What you will do:
Every entry must be duplicated precisely as written.

========

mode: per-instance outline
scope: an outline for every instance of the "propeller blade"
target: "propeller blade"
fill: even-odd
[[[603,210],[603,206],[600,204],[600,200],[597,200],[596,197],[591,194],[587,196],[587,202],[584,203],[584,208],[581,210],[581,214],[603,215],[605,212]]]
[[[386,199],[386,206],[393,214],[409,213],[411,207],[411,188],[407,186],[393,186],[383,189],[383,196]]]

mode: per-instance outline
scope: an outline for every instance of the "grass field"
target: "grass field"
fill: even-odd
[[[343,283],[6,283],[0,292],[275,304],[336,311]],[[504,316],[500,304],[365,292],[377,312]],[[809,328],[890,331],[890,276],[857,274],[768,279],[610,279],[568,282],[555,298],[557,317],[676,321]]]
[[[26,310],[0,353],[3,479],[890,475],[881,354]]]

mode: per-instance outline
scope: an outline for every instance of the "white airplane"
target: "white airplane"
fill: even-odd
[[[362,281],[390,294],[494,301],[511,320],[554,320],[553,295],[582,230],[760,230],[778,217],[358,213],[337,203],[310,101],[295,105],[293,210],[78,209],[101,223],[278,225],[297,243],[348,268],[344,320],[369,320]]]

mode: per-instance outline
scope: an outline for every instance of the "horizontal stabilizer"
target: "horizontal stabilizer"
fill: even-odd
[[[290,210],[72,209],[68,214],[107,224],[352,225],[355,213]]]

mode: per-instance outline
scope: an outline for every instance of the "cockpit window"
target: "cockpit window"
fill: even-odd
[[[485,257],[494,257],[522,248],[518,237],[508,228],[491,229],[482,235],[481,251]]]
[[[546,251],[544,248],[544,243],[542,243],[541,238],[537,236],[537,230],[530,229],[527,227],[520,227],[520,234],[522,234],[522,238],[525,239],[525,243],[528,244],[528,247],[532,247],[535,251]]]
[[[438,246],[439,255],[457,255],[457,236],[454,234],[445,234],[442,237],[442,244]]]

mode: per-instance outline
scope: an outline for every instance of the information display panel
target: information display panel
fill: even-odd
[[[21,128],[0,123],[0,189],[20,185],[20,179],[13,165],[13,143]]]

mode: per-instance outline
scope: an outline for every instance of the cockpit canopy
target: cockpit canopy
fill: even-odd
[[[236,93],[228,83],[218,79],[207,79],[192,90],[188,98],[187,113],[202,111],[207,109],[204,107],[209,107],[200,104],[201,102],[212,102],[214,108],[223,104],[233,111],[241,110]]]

========

Solution to the exercise:
mode: per-instance outline
scope: an outline for every instance of the "propeller blade"
target: "propeller blade"
fill: even-odd
[[[603,210],[603,206],[600,204],[600,200],[597,200],[596,197],[591,194],[587,196],[587,202],[584,203],[584,208],[581,210],[581,214],[603,215],[605,212]]]
[[[386,199],[386,206],[393,214],[409,213],[411,207],[411,188],[407,186],[393,186],[383,189],[383,196]]]

mode: per-instance outline
scope: an outline for every instance of the "grass field"
target: "grass field"
fill: even-odd
[[[343,283],[6,283],[0,292],[275,304],[336,311]],[[504,316],[500,304],[365,292],[377,312]],[[809,328],[890,331],[890,276],[857,274],[768,279],[610,279],[568,282],[555,298],[557,317],[676,321]]]
[[[26,310],[0,353],[3,479],[890,475],[881,354]]]

mode: per-instance outline
scope: an outline for every instance of the "white airplane"
target: "white airplane"
fill: even-odd
[[[362,281],[390,294],[494,301],[511,320],[554,320],[553,295],[582,230],[760,230],[778,217],[358,213],[337,203],[310,101],[295,105],[293,210],[78,209],[101,223],[278,225],[297,243],[348,268],[344,320],[369,320]]]

mode: per-instance outline
scope: an outline for every instance of the "horizontal stabilizer"
target: "horizontal stabilizer"
fill: even-odd
[[[290,210],[72,209],[68,214],[107,224],[352,225],[355,213]]]

mode: per-instance outline
scope: an outline for every instance of the "cockpit window"
target: "cockpit window"
fill: even-odd
[[[485,257],[494,257],[522,248],[518,237],[508,228],[491,229],[482,235],[481,251]]]
[[[546,251],[544,248],[544,243],[542,243],[541,238],[537,236],[537,230],[530,229],[527,227],[520,227],[520,234],[522,234],[522,238],[525,239],[525,243],[528,244],[528,247],[532,247],[535,251]]]
[[[438,246],[439,255],[457,255],[457,236],[454,234],[445,234],[442,237],[442,244]]]

mode: per-instance outline
scope: an outline for every instance of the information display panel
target: information display panel
fill: even-odd
[[[21,128],[0,123],[0,189],[20,185],[20,179],[13,165],[13,143]]]

mode: per-instance outline
scope: an outline for every instance of the cockpit canopy
target: cockpit canopy
fill: even-odd
[[[236,93],[228,83],[218,79],[207,79],[192,90],[188,98],[187,113],[202,111],[207,109],[204,107],[209,107],[200,104],[201,102],[212,102],[214,108],[223,104],[233,111],[241,110]]]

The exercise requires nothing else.